TASK TO COMPLETE: Give only the number of lines below that contain the word "blue".
*** Opening RECORDS SUPPLIED ***
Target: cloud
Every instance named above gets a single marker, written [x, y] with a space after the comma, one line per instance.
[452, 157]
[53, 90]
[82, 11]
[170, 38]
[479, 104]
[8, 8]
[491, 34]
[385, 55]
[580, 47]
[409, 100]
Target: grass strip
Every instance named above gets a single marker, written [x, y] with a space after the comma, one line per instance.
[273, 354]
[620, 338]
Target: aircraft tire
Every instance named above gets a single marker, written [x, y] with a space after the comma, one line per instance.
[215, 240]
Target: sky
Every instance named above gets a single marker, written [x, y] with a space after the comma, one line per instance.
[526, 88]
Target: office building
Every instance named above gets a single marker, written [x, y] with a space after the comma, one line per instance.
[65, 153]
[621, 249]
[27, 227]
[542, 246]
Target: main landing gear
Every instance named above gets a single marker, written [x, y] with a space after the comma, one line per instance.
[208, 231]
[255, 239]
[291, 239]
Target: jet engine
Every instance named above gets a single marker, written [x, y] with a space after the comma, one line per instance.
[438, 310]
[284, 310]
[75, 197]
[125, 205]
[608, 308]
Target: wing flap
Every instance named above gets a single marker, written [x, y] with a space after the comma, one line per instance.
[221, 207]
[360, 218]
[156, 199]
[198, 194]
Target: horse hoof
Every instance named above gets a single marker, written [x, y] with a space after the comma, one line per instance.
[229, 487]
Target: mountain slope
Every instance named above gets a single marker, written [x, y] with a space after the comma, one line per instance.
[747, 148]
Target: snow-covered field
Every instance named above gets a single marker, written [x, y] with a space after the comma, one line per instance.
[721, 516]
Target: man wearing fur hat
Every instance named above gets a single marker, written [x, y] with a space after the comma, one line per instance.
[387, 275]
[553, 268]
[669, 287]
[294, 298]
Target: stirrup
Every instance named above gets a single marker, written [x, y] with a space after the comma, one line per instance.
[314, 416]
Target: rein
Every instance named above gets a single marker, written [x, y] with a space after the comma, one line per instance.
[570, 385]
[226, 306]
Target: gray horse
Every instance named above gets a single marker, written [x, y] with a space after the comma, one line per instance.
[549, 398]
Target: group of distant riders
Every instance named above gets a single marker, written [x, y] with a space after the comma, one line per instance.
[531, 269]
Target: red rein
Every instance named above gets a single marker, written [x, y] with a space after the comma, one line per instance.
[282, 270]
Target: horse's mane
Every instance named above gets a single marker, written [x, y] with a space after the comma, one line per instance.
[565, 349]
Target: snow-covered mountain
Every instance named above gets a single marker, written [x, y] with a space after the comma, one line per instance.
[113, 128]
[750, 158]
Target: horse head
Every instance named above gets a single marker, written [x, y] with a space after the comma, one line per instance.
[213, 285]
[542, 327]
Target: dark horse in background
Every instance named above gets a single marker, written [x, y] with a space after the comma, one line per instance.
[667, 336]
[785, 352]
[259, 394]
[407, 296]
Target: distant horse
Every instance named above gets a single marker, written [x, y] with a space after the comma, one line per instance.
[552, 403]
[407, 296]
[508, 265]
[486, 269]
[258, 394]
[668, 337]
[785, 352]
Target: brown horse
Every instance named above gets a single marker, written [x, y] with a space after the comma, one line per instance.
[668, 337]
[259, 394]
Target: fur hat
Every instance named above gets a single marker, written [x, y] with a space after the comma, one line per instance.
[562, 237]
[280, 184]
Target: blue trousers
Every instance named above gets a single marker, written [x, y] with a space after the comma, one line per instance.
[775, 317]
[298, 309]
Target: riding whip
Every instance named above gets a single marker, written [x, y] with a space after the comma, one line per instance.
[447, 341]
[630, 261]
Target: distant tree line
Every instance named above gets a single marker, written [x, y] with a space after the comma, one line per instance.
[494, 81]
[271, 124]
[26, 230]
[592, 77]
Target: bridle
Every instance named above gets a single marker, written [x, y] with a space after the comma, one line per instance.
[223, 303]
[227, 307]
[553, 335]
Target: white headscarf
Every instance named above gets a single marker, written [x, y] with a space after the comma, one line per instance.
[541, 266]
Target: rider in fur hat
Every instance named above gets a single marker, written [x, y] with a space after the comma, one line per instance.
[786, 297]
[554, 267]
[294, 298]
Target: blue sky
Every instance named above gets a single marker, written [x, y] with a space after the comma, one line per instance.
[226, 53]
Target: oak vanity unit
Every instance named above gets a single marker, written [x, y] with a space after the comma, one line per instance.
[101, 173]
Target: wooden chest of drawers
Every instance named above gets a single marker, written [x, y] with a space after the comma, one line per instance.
*** Closing RECORDS SUPPLIED ***
TASK OUTPUT: 2